WORK TO COMPLETE » Copy the rows character for character, everything from the line containing "the fresh basil leaf" down to the line containing "Query: fresh basil leaf", both of those lines included.

EXCERPTED DATA »
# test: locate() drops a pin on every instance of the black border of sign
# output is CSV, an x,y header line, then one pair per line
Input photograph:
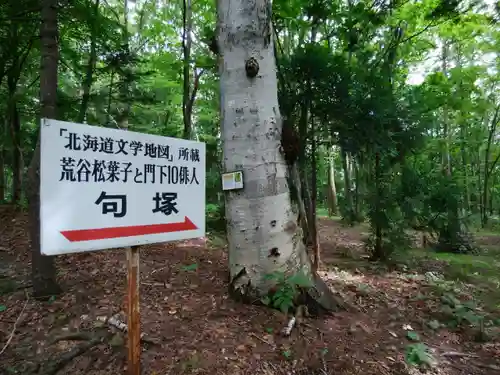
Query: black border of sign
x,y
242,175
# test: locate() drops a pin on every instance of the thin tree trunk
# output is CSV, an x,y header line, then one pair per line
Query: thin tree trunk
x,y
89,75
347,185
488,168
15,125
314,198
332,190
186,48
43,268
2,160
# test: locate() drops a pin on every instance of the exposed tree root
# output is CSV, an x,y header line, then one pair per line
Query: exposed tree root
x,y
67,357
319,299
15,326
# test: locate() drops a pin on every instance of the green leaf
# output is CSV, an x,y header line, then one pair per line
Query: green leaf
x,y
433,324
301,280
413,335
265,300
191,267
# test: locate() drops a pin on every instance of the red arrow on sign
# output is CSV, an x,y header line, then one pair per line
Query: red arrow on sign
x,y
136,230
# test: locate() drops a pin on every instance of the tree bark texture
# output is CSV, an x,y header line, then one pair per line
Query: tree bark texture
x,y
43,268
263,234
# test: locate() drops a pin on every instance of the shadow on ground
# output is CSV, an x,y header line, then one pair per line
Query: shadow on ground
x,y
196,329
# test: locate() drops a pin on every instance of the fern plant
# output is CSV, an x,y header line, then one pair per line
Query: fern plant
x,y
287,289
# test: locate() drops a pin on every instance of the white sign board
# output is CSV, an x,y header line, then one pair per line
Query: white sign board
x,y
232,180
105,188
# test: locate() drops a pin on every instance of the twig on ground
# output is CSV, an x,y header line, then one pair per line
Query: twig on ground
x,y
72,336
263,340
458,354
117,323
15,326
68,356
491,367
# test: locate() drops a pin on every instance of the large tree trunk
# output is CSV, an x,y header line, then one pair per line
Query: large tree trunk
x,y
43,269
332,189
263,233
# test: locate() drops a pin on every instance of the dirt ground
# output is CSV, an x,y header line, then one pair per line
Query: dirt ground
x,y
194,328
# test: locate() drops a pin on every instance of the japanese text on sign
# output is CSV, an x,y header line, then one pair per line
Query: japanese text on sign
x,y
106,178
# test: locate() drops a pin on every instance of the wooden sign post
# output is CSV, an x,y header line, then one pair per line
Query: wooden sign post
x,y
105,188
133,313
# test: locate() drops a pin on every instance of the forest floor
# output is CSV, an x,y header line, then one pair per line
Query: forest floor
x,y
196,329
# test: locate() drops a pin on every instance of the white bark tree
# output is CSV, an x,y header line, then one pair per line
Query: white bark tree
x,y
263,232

---

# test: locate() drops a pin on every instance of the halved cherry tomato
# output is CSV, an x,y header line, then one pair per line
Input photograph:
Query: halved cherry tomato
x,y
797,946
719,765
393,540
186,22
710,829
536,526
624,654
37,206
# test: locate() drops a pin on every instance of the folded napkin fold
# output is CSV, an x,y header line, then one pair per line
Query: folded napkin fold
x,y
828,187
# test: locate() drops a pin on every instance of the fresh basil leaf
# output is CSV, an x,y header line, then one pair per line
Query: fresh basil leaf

EXERCISE SOLUTION »
# test: locate() drops a pin on every instance of the fresh basil leaf
# output is CSV, an x,y header line, then one pair per line
Query: fresh basil leaf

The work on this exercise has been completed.